> [EXERCISE DETAILS]:
Set out the lines from the first one through the line containing "x=193, y=16" as a Markdown table with the columns Row and Line. Skip blank lines and leave out the pictures.

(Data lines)
= = = = = = =
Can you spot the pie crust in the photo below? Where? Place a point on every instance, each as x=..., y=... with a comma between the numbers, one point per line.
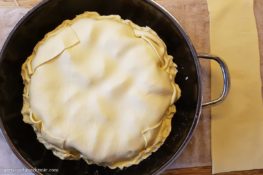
x=102, y=89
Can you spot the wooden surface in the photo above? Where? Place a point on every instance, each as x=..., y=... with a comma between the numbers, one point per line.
x=193, y=16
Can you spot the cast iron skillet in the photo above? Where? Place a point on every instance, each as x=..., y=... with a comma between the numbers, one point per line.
x=49, y=14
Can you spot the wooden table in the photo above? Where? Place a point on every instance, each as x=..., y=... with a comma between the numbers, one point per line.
x=194, y=17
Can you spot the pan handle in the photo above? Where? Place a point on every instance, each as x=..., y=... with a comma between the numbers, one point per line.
x=226, y=79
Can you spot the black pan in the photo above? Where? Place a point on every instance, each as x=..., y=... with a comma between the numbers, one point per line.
x=49, y=14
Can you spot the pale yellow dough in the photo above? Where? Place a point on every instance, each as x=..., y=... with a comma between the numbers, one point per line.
x=102, y=89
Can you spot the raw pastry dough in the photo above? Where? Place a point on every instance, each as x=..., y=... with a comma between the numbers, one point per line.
x=102, y=89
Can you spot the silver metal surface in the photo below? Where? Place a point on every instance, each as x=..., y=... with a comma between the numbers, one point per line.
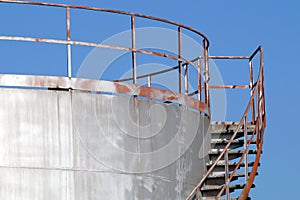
x=51, y=144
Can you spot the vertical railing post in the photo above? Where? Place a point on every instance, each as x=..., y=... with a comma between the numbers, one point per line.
x=68, y=39
x=186, y=79
x=206, y=72
x=251, y=89
x=257, y=116
x=179, y=57
x=133, y=53
x=245, y=147
x=149, y=81
x=199, y=79
x=227, y=175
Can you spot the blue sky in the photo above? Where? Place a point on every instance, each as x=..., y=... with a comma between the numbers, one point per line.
x=237, y=28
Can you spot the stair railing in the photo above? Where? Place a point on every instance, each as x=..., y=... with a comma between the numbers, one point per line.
x=257, y=101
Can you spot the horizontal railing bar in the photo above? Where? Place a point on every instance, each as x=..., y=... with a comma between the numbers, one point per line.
x=92, y=44
x=229, y=57
x=255, y=52
x=150, y=74
x=222, y=87
x=110, y=11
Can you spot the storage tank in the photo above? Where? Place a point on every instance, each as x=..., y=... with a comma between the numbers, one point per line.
x=64, y=137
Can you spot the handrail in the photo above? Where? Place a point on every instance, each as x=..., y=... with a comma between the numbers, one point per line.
x=182, y=62
x=260, y=115
x=109, y=11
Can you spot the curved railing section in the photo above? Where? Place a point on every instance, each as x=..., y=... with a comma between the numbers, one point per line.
x=255, y=108
x=181, y=96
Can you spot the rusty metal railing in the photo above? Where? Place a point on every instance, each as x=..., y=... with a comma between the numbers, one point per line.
x=183, y=63
x=256, y=106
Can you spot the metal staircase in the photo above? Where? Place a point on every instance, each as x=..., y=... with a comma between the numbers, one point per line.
x=236, y=148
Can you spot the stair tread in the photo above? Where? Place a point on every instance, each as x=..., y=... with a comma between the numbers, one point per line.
x=231, y=198
x=218, y=187
x=222, y=163
x=222, y=174
x=213, y=198
x=224, y=141
x=222, y=128
x=218, y=151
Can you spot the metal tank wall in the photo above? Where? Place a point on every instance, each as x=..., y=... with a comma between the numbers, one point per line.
x=72, y=145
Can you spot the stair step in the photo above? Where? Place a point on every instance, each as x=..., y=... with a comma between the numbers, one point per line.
x=222, y=175
x=222, y=164
x=213, y=190
x=232, y=154
x=225, y=141
x=214, y=198
x=218, y=151
x=218, y=178
x=216, y=127
x=221, y=143
x=226, y=131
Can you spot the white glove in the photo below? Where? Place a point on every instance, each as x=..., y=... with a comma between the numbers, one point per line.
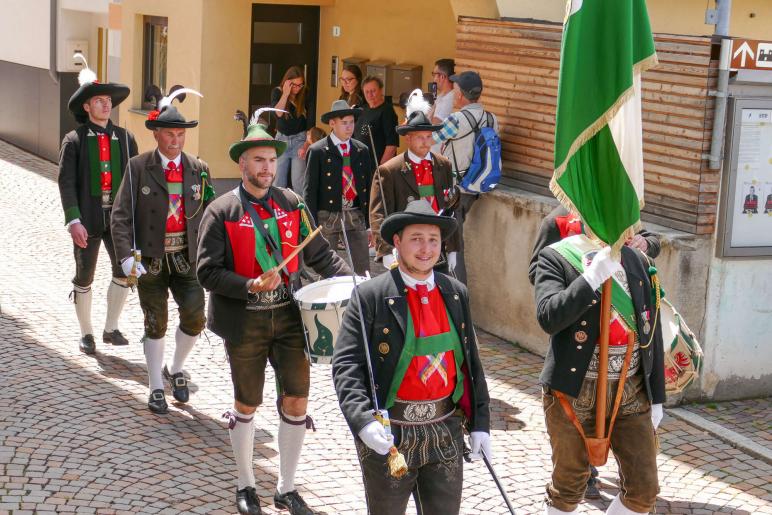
x=452, y=259
x=128, y=263
x=656, y=415
x=480, y=440
x=601, y=268
x=388, y=260
x=374, y=436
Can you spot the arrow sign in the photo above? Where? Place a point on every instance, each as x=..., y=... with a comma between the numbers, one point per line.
x=744, y=51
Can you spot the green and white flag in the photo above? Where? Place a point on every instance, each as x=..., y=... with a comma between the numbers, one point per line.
x=607, y=44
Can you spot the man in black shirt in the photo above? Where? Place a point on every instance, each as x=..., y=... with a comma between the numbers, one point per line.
x=376, y=128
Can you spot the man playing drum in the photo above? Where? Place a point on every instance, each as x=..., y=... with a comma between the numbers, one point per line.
x=426, y=371
x=251, y=306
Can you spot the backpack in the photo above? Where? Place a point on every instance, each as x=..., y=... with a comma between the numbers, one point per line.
x=484, y=171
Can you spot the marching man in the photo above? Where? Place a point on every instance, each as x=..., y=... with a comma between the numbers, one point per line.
x=251, y=306
x=158, y=211
x=338, y=179
x=415, y=174
x=91, y=164
x=425, y=369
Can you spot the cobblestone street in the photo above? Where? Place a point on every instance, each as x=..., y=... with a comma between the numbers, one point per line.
x=76, y=435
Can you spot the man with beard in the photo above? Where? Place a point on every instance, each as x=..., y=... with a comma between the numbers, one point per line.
x=251, y=306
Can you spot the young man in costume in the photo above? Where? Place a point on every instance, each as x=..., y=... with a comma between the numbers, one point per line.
x=91, y=164
x=412, y=175
x=159, y=209
x=251, y=306
x=568, y=276
x=559, y=224
x=338, y=179
x=426, y=371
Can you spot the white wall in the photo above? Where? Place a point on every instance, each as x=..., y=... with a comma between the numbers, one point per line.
x=738, y=327
x=24, y=32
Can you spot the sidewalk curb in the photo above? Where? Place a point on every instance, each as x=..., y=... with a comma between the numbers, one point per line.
x=734, y=439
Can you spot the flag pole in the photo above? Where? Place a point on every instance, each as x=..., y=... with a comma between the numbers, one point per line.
x=600, y=398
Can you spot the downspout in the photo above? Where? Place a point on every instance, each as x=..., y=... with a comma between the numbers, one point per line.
x=53, y=51
x=723, y=12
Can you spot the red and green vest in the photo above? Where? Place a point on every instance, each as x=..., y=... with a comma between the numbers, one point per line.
x=104, y=155
x=251, y=253
x=430, y=365
x=424, y=177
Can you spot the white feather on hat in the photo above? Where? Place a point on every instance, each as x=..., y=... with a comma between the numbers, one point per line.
x=167, y=100
x=256, y=117
x=417, y=102
x=86, y=75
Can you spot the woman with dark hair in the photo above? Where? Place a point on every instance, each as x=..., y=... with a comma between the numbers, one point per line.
x=351, y=86
x=291, y=128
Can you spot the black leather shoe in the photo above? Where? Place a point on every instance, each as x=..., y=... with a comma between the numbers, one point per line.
x=293, y=502
x=247, y=501
x=114, y=337
x=592, y=491
x=157, y=402
x=87, y=344
x=179, y=385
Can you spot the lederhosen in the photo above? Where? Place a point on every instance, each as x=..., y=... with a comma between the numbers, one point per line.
x=423, y=404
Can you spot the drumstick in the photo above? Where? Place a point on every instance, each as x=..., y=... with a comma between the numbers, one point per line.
x=298, y=249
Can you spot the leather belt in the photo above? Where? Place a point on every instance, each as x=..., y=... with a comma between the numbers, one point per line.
x=416, y=413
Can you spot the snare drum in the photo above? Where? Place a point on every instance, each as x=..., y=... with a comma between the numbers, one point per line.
x=322, y=305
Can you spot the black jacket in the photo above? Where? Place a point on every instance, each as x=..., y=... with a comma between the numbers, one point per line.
x=384, y=305
x=549, y=234
x=151, y=206
x=324, y=180
x=215, y=268
x=75, y=175
x=569, y=311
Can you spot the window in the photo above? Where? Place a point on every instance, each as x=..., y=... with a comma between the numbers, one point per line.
x=154, y=46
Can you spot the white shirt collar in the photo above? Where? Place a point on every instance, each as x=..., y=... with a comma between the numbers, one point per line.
x=165, y=160
x=417, y=159
x=412, y=282
x=338, y=141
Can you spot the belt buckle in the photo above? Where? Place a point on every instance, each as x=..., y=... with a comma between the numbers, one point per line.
x=420, y=412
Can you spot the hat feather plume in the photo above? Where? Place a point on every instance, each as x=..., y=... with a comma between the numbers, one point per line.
x=86, y=75
x=417, y=102
x=256, y=117
x=167, y=101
= = = = = = =
> [WORKED SOLUTION]:
| Row | Line |
|---|---|
| 1 | Can you spot the pie crust in the photo below? Where? Place a point on every instance, each as x=..., y=... with a comma between the numbers, one point per line. |
| 2 | x=102, y=89 |
| 3 | Can you spot the wooden surface in the photo above? Where? Place a point on every instance, each as x=..., y=... with a comma between the numbers, one point per line. |
| 4 | x=193, y=16 |